TASK DESCRIPTION = Reprint each record exactly. Pictures are not reprinted.

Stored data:

________________

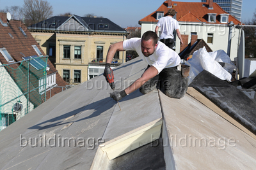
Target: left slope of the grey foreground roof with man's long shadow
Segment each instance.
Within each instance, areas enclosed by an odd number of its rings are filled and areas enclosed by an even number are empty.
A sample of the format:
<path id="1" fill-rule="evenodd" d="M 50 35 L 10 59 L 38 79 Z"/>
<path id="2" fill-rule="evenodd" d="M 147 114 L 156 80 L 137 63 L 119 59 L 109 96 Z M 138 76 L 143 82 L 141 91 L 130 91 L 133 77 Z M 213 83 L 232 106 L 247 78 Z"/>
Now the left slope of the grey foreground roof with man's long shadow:
<path id="1" fill-rule="evenodd" d="M 121 81 L 121 76 L 122 80 L 141 76 L 147 67 L 147 64 L 141 61 L 134 59 L 114 69 L 116 90 L 121 88 L 118 88 L 118 85 L 121 85 L 118 83 Z M 134 81 L 131 78 L 127 83 Z M 119 111 L 116 101 L 109 97 L 109 92 L 113 90 L 106 83 L 104 76 L 97 76 L 52 97 L 1 131 L 0 167 L 3 169 L 90 169 L 98 148 L 97 144 L 91 145 L 102 138 L 111 115 Z M 157 97 L 157 94 L 155 96 Z M 127 112 L 133 108 L 132 114 L 136 115 L 142 109 L 141 107 L 147 110 L 147 107 L 143 106 L 145 100 L 143 97 L 147 96 L 143 96 L 140 92 L 130 94 L 124 101 L 120 101 L 122 112 L 119 112 L 125 113 L 125 110 Z M 140 110 L 136 111 L 136 105 L 140 105 Z M 156 109 L 159 110 L 159 107 Z M 150 110 L 145 113 L 147 112 L 149 113 Z M 123 127 L 122 131 L 130 131 L 125 129 L 125 124 Z M 137 127 L 139 125 L 136 123 L 129 126 L 131 129 Z M 65 138 L 70 139 L 70 142 Z"/>

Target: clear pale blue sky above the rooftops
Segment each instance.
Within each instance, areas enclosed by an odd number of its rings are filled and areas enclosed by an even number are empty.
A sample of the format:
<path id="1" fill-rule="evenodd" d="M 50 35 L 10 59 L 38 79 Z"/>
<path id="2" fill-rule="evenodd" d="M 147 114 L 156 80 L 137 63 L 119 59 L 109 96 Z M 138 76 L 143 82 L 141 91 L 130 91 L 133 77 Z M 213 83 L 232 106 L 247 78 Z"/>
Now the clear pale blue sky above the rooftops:
<path id="1" fill-rule="evenodd" d="M 201 2 L 201 0 L 175 0 L 180 2 Z M 148 0 L 51 0 L 48 2 L 53 8 L 53 15 L 71 13 L 83 17 L 88 13 L 93 13 L 99 17 L 108 18 L 120 27 L 134 27 L 140 25 L 139 20 L 154 12 L 163 4 L 161 1 Z M 0 0 L 0 10 L 6 6 L 23 6 L 22 0 Z M 256 9 L 255 0 L 243 0 L 242 4 L 242 22 L 252 20 Z"/>

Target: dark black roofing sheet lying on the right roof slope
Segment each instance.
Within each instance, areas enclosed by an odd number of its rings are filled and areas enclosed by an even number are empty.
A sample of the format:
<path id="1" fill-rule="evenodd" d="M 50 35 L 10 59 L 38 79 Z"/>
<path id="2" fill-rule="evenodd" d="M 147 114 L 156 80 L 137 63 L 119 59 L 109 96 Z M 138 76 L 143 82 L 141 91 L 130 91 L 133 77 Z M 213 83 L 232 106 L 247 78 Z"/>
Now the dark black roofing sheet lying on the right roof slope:
<path id="1" fill-rule="evenodd" d="M 243 91 L 205 70 L 196 76 L 189 87 L 194 87 L 204 94 L 256 134 L 256 102 L 246 96 Z"/>

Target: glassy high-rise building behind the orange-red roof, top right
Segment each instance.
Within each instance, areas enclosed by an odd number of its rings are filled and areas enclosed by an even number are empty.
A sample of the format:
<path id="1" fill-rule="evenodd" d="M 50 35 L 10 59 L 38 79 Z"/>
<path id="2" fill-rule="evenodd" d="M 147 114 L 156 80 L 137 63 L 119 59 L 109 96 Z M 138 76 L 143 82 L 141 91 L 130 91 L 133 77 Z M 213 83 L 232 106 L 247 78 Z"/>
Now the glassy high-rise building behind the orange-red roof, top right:
<path id="1" fill-rule="evenodd" d="M 207 1 L 211 0 L 202 0 L 202 3 Z M 220 5 L 223 10 L 241 21 L 243 0 L 213 0 L 213 2 Z"/>

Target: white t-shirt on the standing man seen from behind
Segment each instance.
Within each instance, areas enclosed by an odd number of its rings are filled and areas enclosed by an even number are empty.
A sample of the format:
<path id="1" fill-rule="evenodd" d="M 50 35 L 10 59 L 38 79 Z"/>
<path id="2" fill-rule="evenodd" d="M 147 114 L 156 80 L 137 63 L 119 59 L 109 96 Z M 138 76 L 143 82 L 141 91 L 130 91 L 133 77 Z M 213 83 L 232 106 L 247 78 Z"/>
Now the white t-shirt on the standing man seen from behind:
<path id="1" fill-rule="evenodd" d="M 161 27 L 160 39 L 173 39 L 173 30 L 179 29 L 179 23 L 172 17 L 162 17 L 157 22 L 157 26 Z"/>

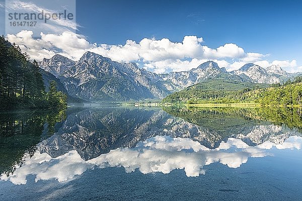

________________

ANSWER SPACE =
Target: left slope of the grey foreground roof with man's long shadow
Segment each instance.
Within each instance, areas enclosed by an odd number of its rings are filled and areas enclosed by an even number are empty.
A sample of the format:
<path id="1" fill-rule="evenodd" d="M 50 35 L 10 59 L 38 79 Z"/>
<path id="2" fill-rule="evenodd" d="M 147 114 L 156 80 L 137 63 L 119 59 L 109 96 Z M 138 76 L 143 82 L 141 91 L 130 91 L 133 77 Z M 213 83 L 232 106 L 247 78 Z"/>
Now the left slope of the grey foreground roof with man's long shadow:
<path id="1" fill-rule="evenodd" d="M 121 81 L 121 76 L 122 80 L 141 76 L 147 67 L 147 64 L 141 61 L 134 59 L 114 69 L 116 90 L 121 88 L 118 88 L 118 85 L 121 85 L 118 83 Z M 134 81 L 131 78 L 127 83 Z M 119 111 L 116 101 L 109 97 L 109 92 L 113 90 L 106 83 L 104 76 L 97 76 L 52 97 L 1 131 L 0 167 L 3 169 L 90 169 L 98 148 L 97 144 L 91 145 L 102 138 L 111 115 Z M 157 97 L 157 94 L 155 96 Z M 127 112 L 133 108 L 132 114 L 136 115 L 142 109 L 141 107 L 147 110 L 147 107 L 143 106 L 145 100 L 143 97 L 147 96 L 143 96 L 140 92 L 130 94 L 124 101 L 120 101 L 122 112 L 119 112 L 125 113 L 125 110 Z M 140 110 L 136 111 L 136 105 L 140 105 Z M 156 109 L 159 110 L 159 107 Z M 150 110 L 145 113 L 147 112 L 149 113 Z M 123 127 L 122 131 L 130 131 L 125 129 L 125 124 Z M 137 127 L 139 125 L 136 123 L 129 126 L 131 129 Z M 65 138 L 70 139 L 70 142 Z"/>

Target: clear pale blue sky above the rooftops
Segment each instance.
Within each instance, areas enclosed by an odd number of its rings are filled and areas enclosed by an even number are empty.
A sample of the format:
<path id="1" fill-rule="evenodd" d="M 50 35 L 10 59 L 38 79 Z"/>
<path id="2" fill-rule="evenodd" d="M 147 114 L 156 80 L 137 63 L 119 59 L 109 96 Z M 138 76 L 143 82 L 141 91 L 130 91 L 133 77 Z M 213 83 L 232 106 L 247 78 Z"/>
Now the clear pale blue sky above the rooftops:
<path id="1" fill-rule="evenodd" d="M 201 2 L 201 0 L 175 0 L 180 2 Z M 148 0 L 51 0 L 48 2 L 53 8 L 53 15 L 71 13 L 83 17 L 88 13 L 93 13 L 99 17 L 108 18 L 120 27 L 134 27 L 140 25 L 139 20 L 154 12 L 163 4 L 161 1 Z M 0 0 L 0 10 L 6 6 L 23 6 L 22 0 Z M 256 9 L 255 0 L 243 0 L 242 4 L 242 22 L 252 20 Z"/>

Target: dark black roofing sheet lying on the right roof slope
Segment each instance.
Within each instance, areas enclosed by an odd number of its rings are filled and areas enclosed by an even number are empty.
A sample of the format:
<path id="1" fill-rule="evenodd" d="M 50 35 L 10 59 L 38 79 Z"/>
<path id="2" fill-rule="evenodd" d="M 147 114 L 156 80 L 137 63 L 119 59 L 109 96 Z M 138 76 L 143 82 L 141 91 L 130 91 L 133 77 Z M 213 83 L 232 106 L 247 78 Z"/>
Now the dark black roofing sheet lying on the right roof slope:
<path id="1" fill-rule="evenodd" d="M 243 91 L 205 70 L 196 76 L 189 87 L 194 87 L 204 94 L 256 134 L 256 102 L 246 96 Z"/>

Target: glassy high-rise building behind the orange-red roof, top right
Segment each instance.
Within each instance, areas enclosed by an odd number of its rings are filled and areas enclosed by an even number are empty.
A sample of the format:
<path id="1" fill-rule="evenodd" d="M 50 35 L 10 59 L 38 79 Z"/>
<path id="2" fill-rule="evenodd" d="M 147 114 L 156 80 L 137 63 L 119 59 L 109 96 Z M 138 76 L 143 82 L 141 91 L 130 91 L 133 77 Z M 213 83 L 232 106 L 247 78 Z"/>
Now the glassy high-rise building behind the orange-red roof, top right:
<path id="1" fill-rule="evenodd" d="M 207 1 L 211 0 L 202 0 L 202 3 Z M 220 5 L 223 10 L 241 21 L 243 0 L 213 0 L 213 2 Z"/>

Target: white t-shirt on the standing man seen from behind
Segment each instance.
Within each instance, areas enclosed by an odd number of its rings are filled and areas enclosed by an even number are empty.
A sample of the format:
<path id="1" fill-rule="evenodd" d="M 50 35 L 10 59 L 38 79 Z"/>
<path id="2" fill-rule="evenodd" d="M 147 114 L 156 80 L 137 63 L 119 59 L 109 96 Z M 138 76 L 143 82 L 141 91 L 130 91 L 133 77 Z M 213 83 L 232 106 L 247 78 Z"/>
Now the white t-shirt on the standing man seen from behind:
<path id="1" fill-rule="evenodd" d="M 161 27 L 160 39 L 173 39 L 173 30 L 179 29 L 179 23 L 172 17 L 162 17 L 157 22 L 157 26 Z"/>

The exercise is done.